**Page**.

============

Help Evaluating $\lim_{x \to \infty} \sqrt{x + \sqrt{x + \sqrt{x}}} - \sqrt{x}$

Question

Does anyone know how to evaluate the following limit? $$ \lim_{x \to \infty} \sqrt{x + \sqrt{x + \sqrt{x}}} - \sqrt{x} $$ The answer is $\frac{1}{2}$, but I want to see a step by step solution if possible.

Answer 1

Multiply by the conjugate, then reduce: \begin{align*} \lim_{x\to\infty} \left(\sqrt{x + \sqrt{x + \sqrt{x}}} - \sqrt{x} \right) &= \lim_{x\to\infty} \left(\sqrt{x + \sqrt{x + \sqrt{x}}} - \sqrt{x} \right) \cdot \frac{\sqrt{x + \sqrt{x + \sqrt{x}}} + \sqrt{x}}{\sqrt{x + \sqrt{x + \sqrt{x}}} + \sqrt{x}} \\ &= \lim_{x\to\infty} \frac{(x + \sqrt{x + \sqrt{x}}) - x}{\sqrt{x + \sqrt{x + \sqrt{x}}} + \sqrt{x}} \\ &= \lim_{x\to\infty} \frac{\sqrt{x + \sqrt{x}}}{\sqrt{x + \sqrt{x + \sqrt{x}}} + \sqrt{x}} \cdot \frac{\dfrac{1}{\sqrt{x}}}{\dfrac{1}{\sqrt{x}}} \\ &= \frac{\sqrt{\lim\limits_{x\to\infty}\dfrac{1}{\sqrt{x}} + 1}}{\sqrt{1 + \lim\limits_{x\to\infty} \dfrac{\sqrt{x + \sqrt{x}}}{x}} + 1} \\ &= \frac{\sqrt{0 + 1}}{\sqrt{1 + 0} + 1} \\ &= \frac{1}{2} \end{align*}

Answer 2

$$\sqrt{x+\sqrt{x+\sqrt{x}}}-\sqrt{x}=\frac{\sqrt{x+\sqrt{x}}}{\sqrt{x+\sqrt{x+\sqrt{x}}}+\sqrt{x}}=\frac{\sqrt{1+\frac{1}{\sqrt{x}}}}{\sqrt{1+\sqrt{\frac{1}{x}+\frac{1}{x^{\frac{3}{2}}}}}+1}$$

I got the above by first multiplying by the conjugate to $\sqrt{x+\sqrt{x+\sqrt{x}}}-\sqrt{x}$ then dividing both the numerator and denominator by $\frac{1}{\sqrt{x}}$. Now take $x$ to infinity.

============

Some records:
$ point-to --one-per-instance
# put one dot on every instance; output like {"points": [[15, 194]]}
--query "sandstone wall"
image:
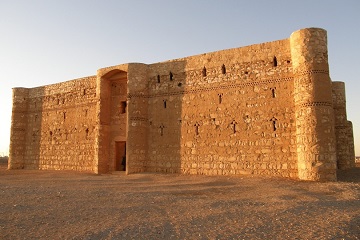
{"points": [[228, 112], [268, 108], [343, 128], [316, 142], [57, 125]]}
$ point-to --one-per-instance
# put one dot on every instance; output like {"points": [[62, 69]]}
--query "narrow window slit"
{"points": [[204, 72], [123, 107], [196, 125], [273, 92], [162, 129], [233, 123], [220, 97], [274, 123], [171, 76], [223, 69], [275, 61]]}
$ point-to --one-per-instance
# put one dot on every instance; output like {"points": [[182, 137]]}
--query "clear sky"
{"points": [[49, 41]]}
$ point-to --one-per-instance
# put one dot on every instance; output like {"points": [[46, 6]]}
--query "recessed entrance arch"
{"points": [[113, 121]]}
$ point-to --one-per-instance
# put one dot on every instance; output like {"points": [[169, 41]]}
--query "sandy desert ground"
{"points": [[72, 205]]}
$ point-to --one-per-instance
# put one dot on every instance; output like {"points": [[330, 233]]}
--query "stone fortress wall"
{"points": [[268, 108]]}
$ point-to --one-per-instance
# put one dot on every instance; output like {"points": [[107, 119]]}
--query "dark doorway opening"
{"points": [[120, 156]]}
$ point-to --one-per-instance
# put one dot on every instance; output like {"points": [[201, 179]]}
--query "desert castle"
{"points": [[268, 108]]}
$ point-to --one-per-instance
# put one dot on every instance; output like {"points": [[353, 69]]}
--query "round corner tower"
{"points": [[315, 133]]}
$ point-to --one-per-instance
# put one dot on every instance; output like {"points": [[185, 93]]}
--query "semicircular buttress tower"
{"points": [[315, 133]]}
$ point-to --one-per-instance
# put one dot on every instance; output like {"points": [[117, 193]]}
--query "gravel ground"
{"points": [[72, 205]]}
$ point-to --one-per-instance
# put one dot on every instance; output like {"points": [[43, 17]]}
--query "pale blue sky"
{"points": [[49, 41]]}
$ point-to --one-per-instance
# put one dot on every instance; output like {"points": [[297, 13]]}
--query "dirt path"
{"points": [[71, 205]]}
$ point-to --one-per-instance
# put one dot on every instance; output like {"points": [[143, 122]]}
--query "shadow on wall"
{"points": [[26, 128], [166, 90]]}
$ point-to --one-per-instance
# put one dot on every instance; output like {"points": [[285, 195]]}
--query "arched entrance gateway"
{"points": [[113, 121]]}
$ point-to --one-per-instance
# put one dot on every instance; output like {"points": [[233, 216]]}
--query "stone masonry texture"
{"points": [[268, 108]]}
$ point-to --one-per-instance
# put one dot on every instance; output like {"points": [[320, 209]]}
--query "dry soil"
{"points": [[72, 205]]}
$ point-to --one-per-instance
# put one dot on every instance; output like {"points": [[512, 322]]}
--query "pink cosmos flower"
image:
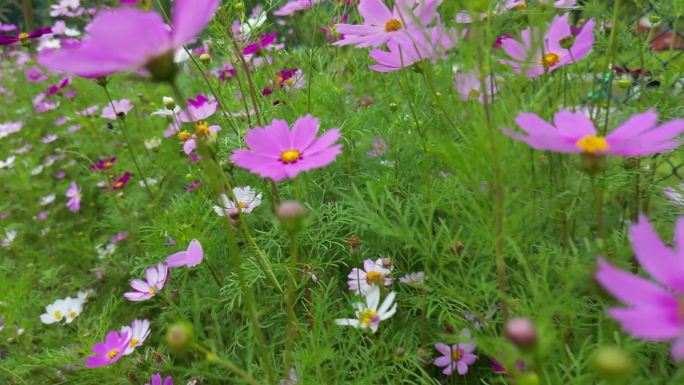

============

**Things to do**.
**A.** Answer these questions about the thread:
(i) What value does the person asking say the limit has?
(ii) In Answer 1, what is the first step before reducing?
(iii) In Answer 2, what does the final sentence say to do?
**B.** Please identify every line of the listing that contains the string "ground", and copy each one. Case counts.

**Task-by-task solutions**.
**A.**
(i) 1/2
(ii) Multiply by the conjugate.
(iii) Take x to infinity.

**B.**
--query "sandy desert ground"
--query "gravel ground"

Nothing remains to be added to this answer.